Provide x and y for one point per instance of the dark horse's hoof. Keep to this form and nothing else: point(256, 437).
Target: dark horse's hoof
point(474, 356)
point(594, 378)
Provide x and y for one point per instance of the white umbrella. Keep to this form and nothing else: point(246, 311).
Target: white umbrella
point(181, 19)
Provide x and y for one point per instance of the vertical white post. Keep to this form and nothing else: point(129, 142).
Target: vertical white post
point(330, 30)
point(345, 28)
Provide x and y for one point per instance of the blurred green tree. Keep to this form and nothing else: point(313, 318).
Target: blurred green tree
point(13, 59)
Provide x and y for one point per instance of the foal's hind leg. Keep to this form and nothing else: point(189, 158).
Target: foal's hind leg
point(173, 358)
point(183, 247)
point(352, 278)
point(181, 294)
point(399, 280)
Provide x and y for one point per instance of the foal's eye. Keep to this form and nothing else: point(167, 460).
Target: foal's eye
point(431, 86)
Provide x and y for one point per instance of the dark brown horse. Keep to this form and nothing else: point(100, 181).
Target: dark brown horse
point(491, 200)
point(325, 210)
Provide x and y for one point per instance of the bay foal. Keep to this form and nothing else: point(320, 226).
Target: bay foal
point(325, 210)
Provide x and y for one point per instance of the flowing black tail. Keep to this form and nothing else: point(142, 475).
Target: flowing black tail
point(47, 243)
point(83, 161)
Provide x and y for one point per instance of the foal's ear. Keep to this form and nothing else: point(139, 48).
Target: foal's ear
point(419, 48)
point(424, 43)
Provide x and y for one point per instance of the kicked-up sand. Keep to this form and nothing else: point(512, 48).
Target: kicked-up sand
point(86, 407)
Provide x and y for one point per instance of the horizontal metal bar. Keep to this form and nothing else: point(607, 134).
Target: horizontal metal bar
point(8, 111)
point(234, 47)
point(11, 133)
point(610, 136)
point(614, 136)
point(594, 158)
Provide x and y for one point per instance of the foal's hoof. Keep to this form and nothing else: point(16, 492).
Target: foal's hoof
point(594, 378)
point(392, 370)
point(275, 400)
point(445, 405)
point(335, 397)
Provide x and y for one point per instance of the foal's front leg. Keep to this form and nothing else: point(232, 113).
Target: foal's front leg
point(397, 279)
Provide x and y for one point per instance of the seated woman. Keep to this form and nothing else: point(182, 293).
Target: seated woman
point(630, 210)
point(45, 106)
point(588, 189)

* [Problem to work on]
Copy all of the data above line for line, changing nothing.

* [Solution to this exercise]
Provide x and y for one point per instance of the dark horse's hoof. Keep to this form and nothing else: point(256, 437).
Target: dark horse's hoof
point(474, 356)
point(594, 378)
Provide x and y for one point per instance of the white umbrella. Keep to this form and nothing else: point(246, 311).
Target: white umbrella
point(181, 19)
Provide x and y for one point per instance of the vertical white post. Keep to this form and nothing else: point(129, 142).
Target: vertical white post
point(330, 30)
point(345, 28)
Provide x and y for one point per instance of the blurred green tree. Keep to this form and nothing else: point(313, 318).
Target: blurred green tree
point(13, 59)
Provide x and y for one point per instance of the foal's hind leg. Keep to this form and nothing else: point(189, 158).
Target: foal's hind leg
point(173, 358)
point(183, 247)
point(352, 278)
point(181, 294)
point(399, 280)
Provide x and y for one point per instance of the foal's eye. Keep to this form and nothing else: point(167, 460).
Target: foal's eye
point(431, 86)
Provide x and y for one point per instance of the dark brown horse. Keep to this form and nothing else: point(100, 181).
Target: dark brown horse
point(491, 200)
point(325, 210)
Provide x and y for one point per instance of the bay foal. Keep to this form and nothing else: point(320, 226).
Target: bay foal
point(325, 210)
Provide x and y for one point per instance of the flowing black tail. Keep to this form and nothing else: point(142, 475).
Target: flowing black tail
point(47, 243)
point(83, 161)
Provide x and y for one point per instance of the foal's ear. Keep to this form and nothing else: point(139, 48).
Target: foal's ear
point(419, 48)
point(424, 43)
Provide x and y for one point per instance of the kicked-up sand. Keep to this form and nothing else: point(512, 48).
Target: kicked-up sand
point(86, 407)
Provide x and y for one point per instance of the horizontal metal bar. Keep to this form and nothing else: point(607, 134).
Target: horizontal metal bar
point(8, 111)
point(234, 47)
point(11, 133)
point(610, 136)
point(614, 136)
point(594, 158)
Provide x and y for one point per instance of the foal's hoof. Keep to this form and nothing else: point(16, 492).
Target: foal's hoof
point(594, 378)
point(392, 370)
point(275, 400)
point(445, 405)
point(335, 397)
Provide x and y for one point per instance of the foal's front leg. Keep to this form and nothing else: point(232, 113).
Target: foal's front leg
point(397, 279)
Provide x and y for one point per instance of the seated woman. Keep to this form and nothing else: point(182, 293).
Target: seated woman
point(630, 210)
point(45, 106)
point(588, 189)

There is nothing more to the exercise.